What to do ::
Pick out every line in the records below that contains the string "ossicone", and copy each one.

[Image object location entries]
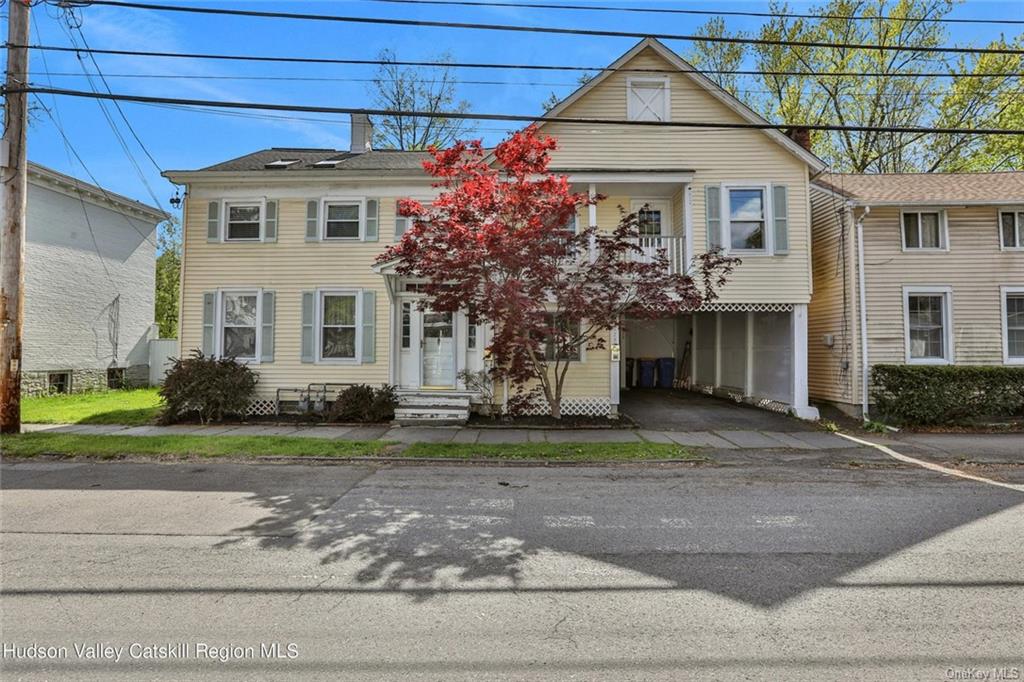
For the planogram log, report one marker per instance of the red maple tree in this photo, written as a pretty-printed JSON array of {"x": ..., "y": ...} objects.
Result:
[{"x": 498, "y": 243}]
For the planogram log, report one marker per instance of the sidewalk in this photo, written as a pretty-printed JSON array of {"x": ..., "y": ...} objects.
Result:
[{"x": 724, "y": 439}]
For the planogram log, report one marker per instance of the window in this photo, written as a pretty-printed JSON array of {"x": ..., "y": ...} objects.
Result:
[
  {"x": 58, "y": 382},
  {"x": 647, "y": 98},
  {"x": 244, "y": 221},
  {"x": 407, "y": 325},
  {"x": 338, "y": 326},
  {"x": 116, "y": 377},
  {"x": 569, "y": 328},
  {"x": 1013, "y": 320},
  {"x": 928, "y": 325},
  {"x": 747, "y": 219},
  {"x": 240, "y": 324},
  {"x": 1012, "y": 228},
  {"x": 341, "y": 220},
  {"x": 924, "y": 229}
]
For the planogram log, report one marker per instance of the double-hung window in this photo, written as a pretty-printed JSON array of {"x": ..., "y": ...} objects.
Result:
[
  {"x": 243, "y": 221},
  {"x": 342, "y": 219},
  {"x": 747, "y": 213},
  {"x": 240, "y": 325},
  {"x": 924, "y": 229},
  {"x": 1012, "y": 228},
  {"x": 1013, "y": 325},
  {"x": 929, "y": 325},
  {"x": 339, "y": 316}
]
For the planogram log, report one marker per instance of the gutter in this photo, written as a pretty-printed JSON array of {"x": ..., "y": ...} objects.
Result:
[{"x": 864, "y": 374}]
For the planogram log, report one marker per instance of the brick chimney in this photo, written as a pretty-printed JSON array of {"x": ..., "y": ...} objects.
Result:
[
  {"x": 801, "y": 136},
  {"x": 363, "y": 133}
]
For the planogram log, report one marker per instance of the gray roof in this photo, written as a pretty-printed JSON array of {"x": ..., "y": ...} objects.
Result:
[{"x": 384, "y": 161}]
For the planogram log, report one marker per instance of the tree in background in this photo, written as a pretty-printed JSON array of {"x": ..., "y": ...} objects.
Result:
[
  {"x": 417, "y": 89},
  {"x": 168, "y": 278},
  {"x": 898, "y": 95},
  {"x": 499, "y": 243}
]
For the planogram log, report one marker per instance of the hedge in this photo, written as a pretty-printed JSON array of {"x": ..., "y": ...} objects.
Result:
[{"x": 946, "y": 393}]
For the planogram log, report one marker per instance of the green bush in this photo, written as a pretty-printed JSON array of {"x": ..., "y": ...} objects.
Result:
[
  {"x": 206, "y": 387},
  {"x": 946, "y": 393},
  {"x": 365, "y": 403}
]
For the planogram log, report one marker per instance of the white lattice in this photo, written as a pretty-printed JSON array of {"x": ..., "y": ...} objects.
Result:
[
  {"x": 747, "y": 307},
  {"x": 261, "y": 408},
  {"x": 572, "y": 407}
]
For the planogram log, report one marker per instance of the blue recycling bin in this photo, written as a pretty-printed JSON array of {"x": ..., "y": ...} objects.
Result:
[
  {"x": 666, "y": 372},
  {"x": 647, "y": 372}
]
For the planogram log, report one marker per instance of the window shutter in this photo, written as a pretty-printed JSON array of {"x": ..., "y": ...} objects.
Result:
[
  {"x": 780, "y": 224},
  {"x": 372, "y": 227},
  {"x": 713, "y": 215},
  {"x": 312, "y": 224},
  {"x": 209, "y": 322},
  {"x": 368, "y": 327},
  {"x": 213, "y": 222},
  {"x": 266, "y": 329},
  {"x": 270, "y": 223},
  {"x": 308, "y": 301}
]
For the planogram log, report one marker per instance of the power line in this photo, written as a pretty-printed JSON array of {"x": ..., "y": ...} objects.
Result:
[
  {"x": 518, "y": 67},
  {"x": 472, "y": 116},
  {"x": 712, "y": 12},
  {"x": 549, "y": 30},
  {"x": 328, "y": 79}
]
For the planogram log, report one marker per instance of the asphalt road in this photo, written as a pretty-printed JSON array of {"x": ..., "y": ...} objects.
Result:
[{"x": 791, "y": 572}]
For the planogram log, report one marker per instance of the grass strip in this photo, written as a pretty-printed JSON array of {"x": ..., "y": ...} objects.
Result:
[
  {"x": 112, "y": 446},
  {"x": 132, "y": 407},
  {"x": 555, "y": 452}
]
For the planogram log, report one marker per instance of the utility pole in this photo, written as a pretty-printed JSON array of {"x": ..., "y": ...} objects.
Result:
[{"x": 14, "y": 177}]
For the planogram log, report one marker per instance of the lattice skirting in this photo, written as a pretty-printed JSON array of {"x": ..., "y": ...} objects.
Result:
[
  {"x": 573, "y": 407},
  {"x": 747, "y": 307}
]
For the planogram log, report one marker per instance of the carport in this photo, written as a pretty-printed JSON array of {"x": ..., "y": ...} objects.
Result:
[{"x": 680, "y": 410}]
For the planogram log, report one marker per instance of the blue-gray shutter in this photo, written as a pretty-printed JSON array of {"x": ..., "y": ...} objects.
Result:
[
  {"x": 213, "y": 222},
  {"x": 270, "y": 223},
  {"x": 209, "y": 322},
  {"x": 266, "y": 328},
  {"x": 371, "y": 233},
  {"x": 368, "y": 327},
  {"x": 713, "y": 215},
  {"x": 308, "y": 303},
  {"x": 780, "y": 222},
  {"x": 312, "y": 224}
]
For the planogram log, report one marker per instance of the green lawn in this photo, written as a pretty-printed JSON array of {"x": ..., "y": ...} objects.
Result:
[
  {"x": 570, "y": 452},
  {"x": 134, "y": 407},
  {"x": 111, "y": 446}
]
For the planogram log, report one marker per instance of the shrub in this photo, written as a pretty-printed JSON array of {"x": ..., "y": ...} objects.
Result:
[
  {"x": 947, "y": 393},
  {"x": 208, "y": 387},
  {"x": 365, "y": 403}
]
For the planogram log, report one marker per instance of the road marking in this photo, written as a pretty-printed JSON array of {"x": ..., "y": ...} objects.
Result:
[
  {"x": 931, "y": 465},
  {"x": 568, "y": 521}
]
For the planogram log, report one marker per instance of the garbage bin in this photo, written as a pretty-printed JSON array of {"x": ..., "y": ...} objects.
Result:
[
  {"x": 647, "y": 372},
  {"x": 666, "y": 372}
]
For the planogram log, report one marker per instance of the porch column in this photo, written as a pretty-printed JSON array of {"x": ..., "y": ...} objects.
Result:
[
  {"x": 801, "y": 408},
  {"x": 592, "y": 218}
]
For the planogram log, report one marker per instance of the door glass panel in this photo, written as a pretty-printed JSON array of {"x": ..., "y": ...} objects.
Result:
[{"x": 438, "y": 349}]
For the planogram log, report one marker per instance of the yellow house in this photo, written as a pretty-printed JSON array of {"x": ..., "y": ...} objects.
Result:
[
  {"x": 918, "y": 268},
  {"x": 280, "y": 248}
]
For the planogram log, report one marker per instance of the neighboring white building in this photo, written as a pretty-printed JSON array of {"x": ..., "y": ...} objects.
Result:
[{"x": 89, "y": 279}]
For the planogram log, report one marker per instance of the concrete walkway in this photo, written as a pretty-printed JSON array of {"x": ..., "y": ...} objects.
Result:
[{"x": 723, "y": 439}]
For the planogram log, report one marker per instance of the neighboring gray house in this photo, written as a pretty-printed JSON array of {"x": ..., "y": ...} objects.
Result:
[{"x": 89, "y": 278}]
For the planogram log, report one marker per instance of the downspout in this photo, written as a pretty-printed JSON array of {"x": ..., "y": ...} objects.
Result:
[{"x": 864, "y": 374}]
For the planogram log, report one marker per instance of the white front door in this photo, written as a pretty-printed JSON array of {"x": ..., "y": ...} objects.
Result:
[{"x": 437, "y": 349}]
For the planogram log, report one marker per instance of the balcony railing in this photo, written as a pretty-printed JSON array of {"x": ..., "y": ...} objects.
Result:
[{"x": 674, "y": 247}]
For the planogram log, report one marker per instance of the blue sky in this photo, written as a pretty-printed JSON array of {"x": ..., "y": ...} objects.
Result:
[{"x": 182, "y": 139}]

==

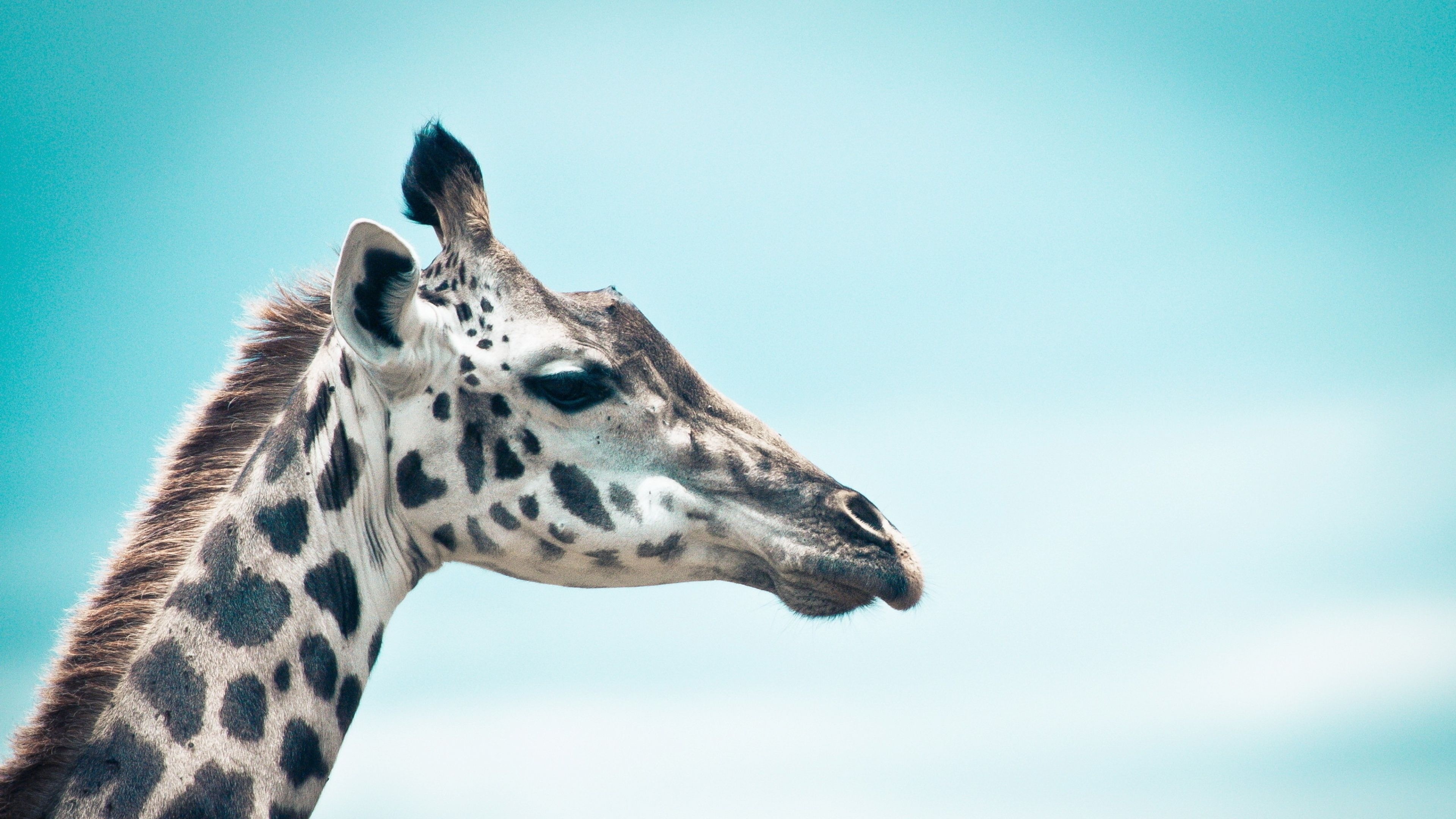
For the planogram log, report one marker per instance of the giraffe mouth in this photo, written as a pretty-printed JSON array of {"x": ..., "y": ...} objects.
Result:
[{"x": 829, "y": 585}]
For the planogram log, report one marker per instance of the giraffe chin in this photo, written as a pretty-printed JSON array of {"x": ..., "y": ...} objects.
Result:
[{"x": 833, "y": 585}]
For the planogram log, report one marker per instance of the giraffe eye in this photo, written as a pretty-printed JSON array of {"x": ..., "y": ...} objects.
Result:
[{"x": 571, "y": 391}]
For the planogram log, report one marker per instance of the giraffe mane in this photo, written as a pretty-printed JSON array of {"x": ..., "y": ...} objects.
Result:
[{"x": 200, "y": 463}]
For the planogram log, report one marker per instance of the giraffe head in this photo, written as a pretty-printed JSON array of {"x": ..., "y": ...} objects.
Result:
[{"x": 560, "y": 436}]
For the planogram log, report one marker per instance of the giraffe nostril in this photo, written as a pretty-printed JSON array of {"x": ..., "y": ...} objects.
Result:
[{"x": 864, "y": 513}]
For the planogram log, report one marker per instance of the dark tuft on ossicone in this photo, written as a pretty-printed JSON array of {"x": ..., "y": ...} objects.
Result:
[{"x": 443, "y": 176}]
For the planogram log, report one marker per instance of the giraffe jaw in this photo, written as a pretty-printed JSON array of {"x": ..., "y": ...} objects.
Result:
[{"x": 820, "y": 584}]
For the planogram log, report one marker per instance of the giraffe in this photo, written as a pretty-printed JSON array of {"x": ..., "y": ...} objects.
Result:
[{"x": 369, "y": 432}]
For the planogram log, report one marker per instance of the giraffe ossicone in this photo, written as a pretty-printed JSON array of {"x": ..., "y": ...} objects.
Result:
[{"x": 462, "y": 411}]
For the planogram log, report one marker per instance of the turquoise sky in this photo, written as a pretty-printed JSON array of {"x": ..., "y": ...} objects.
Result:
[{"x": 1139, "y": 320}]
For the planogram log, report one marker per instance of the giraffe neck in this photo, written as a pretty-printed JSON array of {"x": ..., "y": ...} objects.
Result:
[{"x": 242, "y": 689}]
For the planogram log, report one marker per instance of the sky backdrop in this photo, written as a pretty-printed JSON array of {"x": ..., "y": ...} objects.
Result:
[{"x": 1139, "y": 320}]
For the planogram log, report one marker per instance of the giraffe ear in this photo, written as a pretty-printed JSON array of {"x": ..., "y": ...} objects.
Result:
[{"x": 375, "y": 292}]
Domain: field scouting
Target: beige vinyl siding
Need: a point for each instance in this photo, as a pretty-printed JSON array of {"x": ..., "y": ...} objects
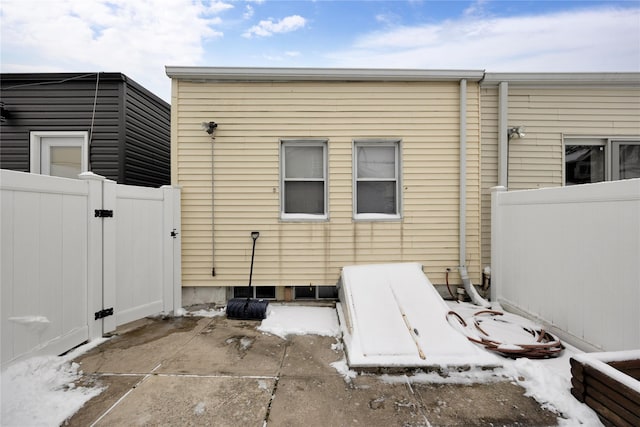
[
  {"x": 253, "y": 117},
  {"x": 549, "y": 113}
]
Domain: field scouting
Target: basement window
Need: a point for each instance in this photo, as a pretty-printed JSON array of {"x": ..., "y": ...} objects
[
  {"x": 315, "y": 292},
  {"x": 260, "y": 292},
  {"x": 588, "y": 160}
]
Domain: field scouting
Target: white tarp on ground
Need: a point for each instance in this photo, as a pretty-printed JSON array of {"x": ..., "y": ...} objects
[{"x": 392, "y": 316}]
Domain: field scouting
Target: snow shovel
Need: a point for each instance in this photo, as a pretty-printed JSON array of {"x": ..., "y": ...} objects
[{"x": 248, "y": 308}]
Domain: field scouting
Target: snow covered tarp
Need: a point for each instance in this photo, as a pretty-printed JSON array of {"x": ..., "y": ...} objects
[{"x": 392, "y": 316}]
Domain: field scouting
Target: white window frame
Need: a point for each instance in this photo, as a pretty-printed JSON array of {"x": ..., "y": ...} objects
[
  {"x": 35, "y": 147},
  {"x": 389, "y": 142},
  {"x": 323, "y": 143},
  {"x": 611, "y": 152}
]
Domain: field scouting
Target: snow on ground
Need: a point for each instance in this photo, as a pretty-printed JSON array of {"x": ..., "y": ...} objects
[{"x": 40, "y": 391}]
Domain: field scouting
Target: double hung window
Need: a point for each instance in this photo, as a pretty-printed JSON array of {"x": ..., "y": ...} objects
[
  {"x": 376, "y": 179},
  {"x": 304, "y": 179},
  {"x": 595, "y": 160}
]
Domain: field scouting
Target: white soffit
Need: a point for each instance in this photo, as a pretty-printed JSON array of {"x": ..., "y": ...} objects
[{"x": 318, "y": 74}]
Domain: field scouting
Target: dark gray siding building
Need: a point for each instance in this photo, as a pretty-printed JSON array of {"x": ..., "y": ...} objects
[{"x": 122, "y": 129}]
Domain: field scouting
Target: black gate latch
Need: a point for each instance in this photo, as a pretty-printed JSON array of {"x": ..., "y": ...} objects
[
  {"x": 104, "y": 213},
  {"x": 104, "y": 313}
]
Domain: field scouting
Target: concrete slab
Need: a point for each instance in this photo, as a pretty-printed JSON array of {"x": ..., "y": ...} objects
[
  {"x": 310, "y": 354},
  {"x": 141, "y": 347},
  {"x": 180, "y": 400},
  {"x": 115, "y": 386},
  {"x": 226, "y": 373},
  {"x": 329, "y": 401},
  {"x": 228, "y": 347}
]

==

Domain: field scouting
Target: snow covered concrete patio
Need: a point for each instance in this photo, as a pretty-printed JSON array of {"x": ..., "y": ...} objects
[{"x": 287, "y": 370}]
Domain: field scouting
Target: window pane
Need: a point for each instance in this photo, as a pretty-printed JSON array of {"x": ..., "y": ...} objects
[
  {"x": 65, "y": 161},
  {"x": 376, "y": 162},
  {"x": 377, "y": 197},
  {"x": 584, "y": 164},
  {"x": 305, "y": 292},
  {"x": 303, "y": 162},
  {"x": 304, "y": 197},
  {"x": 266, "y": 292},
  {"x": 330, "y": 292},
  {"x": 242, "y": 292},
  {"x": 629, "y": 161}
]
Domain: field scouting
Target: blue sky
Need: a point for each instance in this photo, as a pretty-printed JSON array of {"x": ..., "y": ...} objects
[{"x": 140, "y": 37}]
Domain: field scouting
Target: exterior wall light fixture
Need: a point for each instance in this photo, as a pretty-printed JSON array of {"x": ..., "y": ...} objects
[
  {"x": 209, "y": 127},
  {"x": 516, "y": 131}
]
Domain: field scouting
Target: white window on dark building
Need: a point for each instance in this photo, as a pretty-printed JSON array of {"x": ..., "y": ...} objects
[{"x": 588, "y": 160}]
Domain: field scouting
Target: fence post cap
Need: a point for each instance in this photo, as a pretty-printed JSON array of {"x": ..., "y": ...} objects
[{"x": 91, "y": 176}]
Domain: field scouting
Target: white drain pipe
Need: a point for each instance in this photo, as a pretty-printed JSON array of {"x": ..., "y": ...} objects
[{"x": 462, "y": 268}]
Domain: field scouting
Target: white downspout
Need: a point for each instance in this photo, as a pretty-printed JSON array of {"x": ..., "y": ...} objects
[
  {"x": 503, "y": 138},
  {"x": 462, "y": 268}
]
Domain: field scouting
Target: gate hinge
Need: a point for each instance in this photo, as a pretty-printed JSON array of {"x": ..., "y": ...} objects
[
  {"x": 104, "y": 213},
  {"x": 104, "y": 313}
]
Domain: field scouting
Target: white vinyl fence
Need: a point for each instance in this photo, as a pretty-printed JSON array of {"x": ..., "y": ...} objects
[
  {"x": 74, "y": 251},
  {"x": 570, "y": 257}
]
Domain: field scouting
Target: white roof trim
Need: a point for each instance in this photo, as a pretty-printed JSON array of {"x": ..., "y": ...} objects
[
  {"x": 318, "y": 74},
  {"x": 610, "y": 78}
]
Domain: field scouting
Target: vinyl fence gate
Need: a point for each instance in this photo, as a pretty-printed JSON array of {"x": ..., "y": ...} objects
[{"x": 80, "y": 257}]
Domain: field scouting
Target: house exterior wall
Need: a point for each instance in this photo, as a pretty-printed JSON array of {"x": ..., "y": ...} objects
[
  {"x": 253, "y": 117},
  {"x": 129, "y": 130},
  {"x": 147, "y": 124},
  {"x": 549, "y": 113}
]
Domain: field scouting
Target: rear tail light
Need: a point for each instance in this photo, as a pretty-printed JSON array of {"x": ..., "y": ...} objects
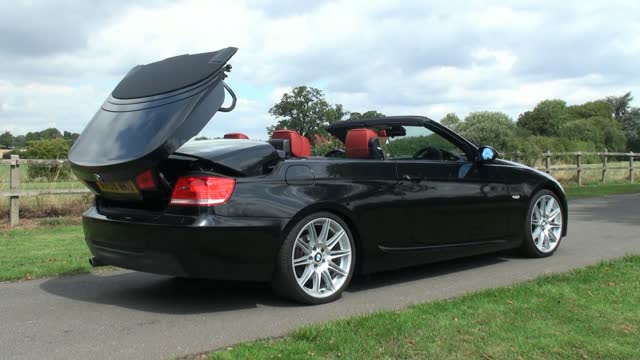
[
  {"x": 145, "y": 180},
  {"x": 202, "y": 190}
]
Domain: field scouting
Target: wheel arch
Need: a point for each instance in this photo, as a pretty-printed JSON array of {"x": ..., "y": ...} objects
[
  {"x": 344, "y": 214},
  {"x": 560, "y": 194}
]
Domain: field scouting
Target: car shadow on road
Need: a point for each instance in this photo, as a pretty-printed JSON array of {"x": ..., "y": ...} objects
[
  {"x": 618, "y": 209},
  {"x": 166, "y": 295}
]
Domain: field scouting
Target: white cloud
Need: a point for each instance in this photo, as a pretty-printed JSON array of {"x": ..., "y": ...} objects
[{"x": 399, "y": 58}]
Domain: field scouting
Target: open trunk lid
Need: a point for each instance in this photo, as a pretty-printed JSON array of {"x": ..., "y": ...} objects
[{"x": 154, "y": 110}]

Task answer ::
For the planogram log, report one marker per instance of the dark tuft on ossicone in this photo, written as a pretty-printed JSON array of {"x": ..., "y": ...} objects.
For the planogram log, report one marker per instance of the giraffe ossicone in this photo, written as a pretty-printed JSON array of {"x": ..., "y": ...} objects.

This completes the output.